◆ **What is expected**
Reproduce the following passage about the NICE consultation on tobacco harm reduction word for word, in full and without changes.

◆ **Selected passage**
▬▬▬▬▬▬▬▬▬▬

It's a poorly guarded secret that smoking cessation treatments don't work. The tobacco control professionals know this very well. Their strategy is therefore changing.
NICE has a section dedicated to harm reduction in tobacco. It even has its own email address, and a list of registered stakeholders. In seeking to promote harm reduction, they have published a draft consultation paper, aimed at professionals in smoking cessation and public health managers, with a view to publishing guidance about harm reduction.
The consultation begins with a preamble making emphasising: 1) the health toll from smoking; 2) health inequalities reflected in smoking rates; 3) the dangers and recorded damage caused by passive smoking in the home; 4) people's wish to quit and low rates of success. (They still insist that NHS help is more effective than cold turkey.) It also explains the methods that it includes and those it specifically excludes (including hypnotherapy and all other alternative therapies).

▬▬▬▬▬▬▬▬▬▬

◆ **Raw data**
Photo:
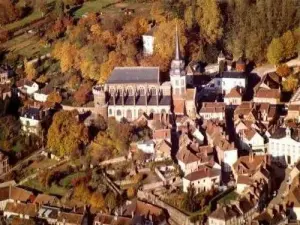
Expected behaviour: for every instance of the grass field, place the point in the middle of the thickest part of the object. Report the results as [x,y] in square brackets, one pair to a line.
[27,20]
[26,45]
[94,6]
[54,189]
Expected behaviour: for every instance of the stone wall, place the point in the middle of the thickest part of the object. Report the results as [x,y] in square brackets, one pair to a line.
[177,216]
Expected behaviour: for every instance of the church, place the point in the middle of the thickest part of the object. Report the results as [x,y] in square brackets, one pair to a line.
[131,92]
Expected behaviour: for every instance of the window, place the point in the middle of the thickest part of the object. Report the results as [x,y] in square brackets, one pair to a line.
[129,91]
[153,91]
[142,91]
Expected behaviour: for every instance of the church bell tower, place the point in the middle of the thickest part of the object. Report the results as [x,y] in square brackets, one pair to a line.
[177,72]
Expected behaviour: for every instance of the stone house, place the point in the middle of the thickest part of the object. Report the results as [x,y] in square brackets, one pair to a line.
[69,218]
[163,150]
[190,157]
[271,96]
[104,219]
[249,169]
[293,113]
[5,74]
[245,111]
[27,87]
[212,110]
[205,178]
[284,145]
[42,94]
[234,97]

▬▬▬▬▬▬▬▬▬▬

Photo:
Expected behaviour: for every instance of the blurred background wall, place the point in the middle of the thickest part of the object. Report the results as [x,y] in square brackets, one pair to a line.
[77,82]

▬▬▬▬▬▬▬▬▬▬

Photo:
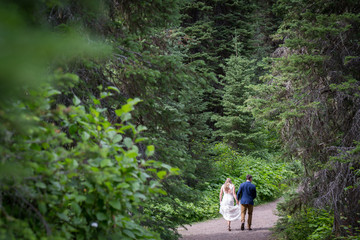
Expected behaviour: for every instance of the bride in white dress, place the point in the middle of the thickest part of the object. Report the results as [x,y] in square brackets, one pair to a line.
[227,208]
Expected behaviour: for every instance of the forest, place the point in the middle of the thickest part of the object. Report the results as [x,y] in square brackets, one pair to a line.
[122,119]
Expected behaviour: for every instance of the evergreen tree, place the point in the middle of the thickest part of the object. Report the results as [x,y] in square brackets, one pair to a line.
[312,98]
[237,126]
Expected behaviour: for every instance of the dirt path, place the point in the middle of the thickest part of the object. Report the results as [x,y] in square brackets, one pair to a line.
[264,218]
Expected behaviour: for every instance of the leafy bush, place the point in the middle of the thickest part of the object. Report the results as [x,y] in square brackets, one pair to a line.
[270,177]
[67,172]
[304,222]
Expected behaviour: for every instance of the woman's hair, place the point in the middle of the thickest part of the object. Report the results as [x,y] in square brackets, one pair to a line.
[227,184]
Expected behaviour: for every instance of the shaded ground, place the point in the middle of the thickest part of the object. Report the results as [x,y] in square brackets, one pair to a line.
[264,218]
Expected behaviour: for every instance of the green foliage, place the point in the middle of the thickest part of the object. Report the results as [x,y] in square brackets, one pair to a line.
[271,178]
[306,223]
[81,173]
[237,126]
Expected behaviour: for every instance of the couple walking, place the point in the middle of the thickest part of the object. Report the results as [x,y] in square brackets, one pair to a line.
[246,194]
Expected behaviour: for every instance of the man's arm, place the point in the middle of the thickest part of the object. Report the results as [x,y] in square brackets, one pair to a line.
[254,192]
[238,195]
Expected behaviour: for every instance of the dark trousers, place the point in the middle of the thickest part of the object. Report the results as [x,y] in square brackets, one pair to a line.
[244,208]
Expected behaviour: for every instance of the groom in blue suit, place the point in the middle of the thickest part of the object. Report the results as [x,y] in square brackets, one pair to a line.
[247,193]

▬▬▬▬▬▬▬▬▬▬

◆ **Response area**
It's a poorly guarded secret that smoking cessation treatments don't work. The tobacco control professionals know this very well. Their strategy is therefore changing.
NICE has a section dedicated to harm reduction in tobacco. It even has its own email address, and a list of registered stakeholders. In seeking to promote harm reduction, they have published a draft consultation paper, aimed at professionals in smoking cessation and public health managers, with a view to publishing guidance about harm reduction.
The consultation begins with a preamble making emphasising: 1) the health toll from smoking; 2) health inequalities reflected in smoking rates; 3) the dangers and recorded damage caused by passive smoking in the home; 4) people's wish to quit and low rates of success. (They still insist that NHS help is more effective than cold turkey.) It also explains the methods that it includes and those it specifically excludes (including hypnotherapy and all other alternative therapies).